**Supplied material:**
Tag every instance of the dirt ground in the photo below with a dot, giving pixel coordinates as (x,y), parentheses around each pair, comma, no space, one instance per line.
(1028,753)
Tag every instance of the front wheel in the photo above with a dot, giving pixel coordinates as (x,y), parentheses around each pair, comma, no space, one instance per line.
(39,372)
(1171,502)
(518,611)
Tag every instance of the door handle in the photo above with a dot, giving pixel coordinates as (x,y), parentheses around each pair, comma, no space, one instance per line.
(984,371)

* * *

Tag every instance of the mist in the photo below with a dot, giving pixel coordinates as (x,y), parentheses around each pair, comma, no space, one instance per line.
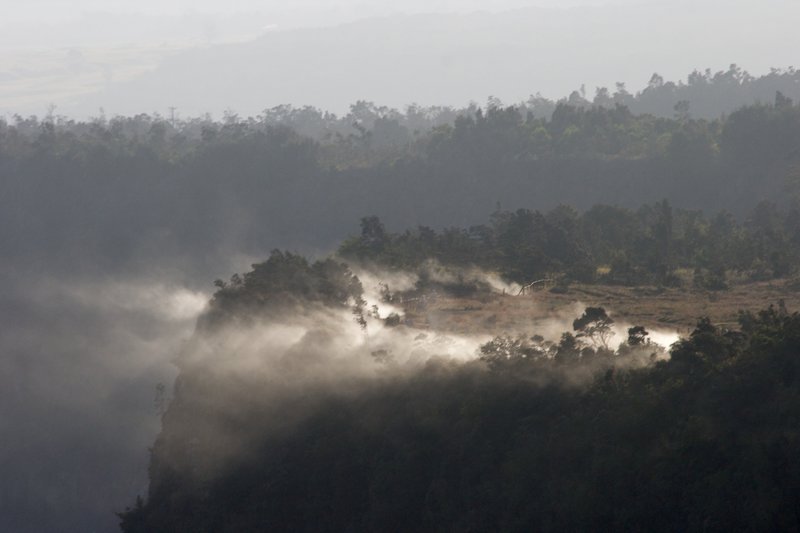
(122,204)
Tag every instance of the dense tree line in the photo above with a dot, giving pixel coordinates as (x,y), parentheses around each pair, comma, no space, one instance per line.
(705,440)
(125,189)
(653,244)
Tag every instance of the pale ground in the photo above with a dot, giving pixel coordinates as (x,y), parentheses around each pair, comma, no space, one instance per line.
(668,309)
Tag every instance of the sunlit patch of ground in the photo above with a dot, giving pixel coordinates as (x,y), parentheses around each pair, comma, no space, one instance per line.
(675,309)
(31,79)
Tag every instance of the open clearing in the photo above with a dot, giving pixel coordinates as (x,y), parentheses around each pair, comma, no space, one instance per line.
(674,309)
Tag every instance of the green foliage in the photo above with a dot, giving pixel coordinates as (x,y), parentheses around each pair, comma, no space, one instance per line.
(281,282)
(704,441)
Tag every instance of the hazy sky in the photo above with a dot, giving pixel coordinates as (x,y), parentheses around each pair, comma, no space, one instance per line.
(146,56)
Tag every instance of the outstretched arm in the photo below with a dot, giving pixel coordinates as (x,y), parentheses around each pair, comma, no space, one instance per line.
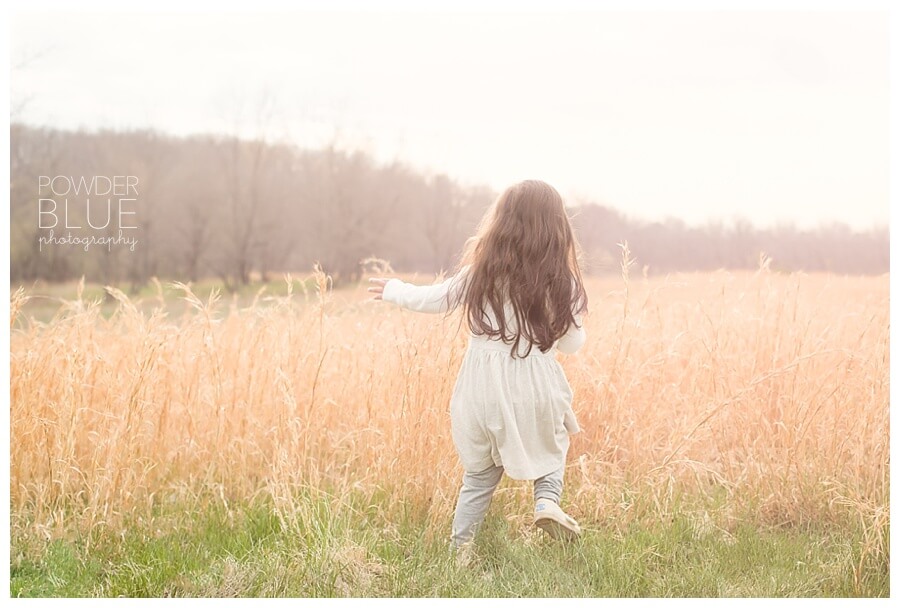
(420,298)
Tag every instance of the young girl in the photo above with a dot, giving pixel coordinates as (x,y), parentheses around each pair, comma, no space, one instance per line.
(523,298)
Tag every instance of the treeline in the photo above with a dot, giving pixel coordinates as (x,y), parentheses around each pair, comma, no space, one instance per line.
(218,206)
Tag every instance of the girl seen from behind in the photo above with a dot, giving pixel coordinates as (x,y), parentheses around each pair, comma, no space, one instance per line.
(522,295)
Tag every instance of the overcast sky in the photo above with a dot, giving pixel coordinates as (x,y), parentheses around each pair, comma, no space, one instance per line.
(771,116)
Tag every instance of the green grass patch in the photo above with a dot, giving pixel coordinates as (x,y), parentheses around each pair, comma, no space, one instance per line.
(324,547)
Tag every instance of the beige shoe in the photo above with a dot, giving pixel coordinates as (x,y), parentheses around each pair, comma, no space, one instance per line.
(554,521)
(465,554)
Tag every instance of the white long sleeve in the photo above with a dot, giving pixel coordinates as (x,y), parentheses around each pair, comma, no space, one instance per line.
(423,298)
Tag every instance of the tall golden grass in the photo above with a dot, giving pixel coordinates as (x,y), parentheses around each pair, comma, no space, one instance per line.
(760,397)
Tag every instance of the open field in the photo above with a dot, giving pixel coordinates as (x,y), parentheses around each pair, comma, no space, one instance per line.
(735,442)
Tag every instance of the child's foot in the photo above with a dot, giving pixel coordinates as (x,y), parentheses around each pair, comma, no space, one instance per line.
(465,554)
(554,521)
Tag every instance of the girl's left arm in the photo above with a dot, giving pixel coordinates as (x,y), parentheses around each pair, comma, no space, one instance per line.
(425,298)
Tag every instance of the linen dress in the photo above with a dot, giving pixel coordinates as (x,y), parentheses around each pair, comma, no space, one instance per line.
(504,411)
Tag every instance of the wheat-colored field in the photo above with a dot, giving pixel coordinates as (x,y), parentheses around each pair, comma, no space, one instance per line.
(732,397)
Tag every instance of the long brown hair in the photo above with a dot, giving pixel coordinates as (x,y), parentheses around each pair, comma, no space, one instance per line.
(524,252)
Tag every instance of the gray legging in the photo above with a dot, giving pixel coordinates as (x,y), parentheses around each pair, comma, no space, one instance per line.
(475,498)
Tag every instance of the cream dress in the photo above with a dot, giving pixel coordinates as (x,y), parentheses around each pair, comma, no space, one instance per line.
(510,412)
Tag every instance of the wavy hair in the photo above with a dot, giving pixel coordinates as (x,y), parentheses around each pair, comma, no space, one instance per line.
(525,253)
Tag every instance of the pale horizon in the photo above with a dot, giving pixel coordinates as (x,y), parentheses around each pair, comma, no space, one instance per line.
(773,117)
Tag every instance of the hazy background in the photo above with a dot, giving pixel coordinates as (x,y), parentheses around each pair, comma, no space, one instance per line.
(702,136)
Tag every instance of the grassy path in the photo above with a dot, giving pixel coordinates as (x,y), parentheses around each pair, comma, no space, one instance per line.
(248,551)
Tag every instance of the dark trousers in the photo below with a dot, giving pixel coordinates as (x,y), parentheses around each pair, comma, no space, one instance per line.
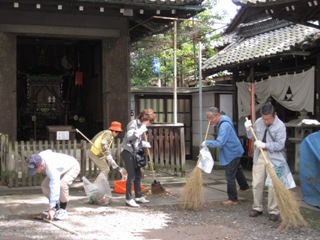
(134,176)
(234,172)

---

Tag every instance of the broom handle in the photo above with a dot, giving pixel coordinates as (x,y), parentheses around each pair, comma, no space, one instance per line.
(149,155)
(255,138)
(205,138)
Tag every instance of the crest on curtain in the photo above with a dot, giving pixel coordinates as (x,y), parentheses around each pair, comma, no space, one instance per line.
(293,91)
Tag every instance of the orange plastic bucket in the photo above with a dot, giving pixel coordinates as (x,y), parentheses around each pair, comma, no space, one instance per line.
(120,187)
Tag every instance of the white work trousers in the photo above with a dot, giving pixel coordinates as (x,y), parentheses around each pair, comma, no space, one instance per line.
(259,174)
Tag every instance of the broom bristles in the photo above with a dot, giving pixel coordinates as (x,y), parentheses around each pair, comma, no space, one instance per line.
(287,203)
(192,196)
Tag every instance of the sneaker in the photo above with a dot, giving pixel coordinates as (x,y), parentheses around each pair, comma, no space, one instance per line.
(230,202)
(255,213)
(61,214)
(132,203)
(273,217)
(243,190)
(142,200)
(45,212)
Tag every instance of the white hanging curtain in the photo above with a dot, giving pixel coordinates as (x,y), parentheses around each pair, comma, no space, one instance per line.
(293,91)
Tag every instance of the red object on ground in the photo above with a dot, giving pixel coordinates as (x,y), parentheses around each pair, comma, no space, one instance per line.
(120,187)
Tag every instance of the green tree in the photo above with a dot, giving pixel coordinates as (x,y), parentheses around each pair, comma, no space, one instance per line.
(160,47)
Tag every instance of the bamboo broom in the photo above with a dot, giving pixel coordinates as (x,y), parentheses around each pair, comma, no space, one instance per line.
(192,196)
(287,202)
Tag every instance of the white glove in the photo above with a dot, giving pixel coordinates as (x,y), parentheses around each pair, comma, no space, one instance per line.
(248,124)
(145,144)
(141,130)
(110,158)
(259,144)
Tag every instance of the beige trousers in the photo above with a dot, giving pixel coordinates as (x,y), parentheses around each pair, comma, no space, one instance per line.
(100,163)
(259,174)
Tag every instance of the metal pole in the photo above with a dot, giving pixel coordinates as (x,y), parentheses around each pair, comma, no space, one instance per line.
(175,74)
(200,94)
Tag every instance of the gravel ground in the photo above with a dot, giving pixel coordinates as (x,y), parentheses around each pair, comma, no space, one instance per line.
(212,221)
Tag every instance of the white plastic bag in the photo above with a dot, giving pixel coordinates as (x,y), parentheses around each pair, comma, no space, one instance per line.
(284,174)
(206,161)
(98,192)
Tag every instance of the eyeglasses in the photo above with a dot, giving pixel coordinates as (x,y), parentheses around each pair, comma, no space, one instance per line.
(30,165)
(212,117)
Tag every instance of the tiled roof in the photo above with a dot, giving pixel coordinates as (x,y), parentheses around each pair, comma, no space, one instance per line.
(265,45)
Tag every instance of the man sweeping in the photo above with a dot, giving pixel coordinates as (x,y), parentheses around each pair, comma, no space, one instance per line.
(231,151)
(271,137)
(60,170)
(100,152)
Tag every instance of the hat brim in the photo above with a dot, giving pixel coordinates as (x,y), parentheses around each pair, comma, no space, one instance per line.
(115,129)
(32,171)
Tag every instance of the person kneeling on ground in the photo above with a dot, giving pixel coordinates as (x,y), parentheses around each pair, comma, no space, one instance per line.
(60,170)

**Directions for this task:** Extract every line of the records above that contains the word "white", and copy each one in full. Case counts.

**Solution to this problem:**
Tag every instance of the white long sleeve in the photo above with a dot, giving pixel coordinates as (x,y), parentheses around each pair, comma, no space, one instance per line.
Tag every instance of the white work trousers in the photo above with a dot, giving pixel coordinates as (x,y), parentheses around each pair, comma, no space, one instance per line.
Tag every instance of the white hanging curtain in the photo above with a dot, giving pixel coordinates as (x,y), parentheses around each pair, comma, no space, one instance per line.
Tag every instance of the white glove in the photo above with a dot, giving pixel coordinates as (x,y), parentheses around each pair, comma, no space, one instance per line.
Tag every instance of the white plastic bag in the photo above with a dot, giving pixel coordinates as (x,y), parentheses around each pair, comma, no space, one instance per line.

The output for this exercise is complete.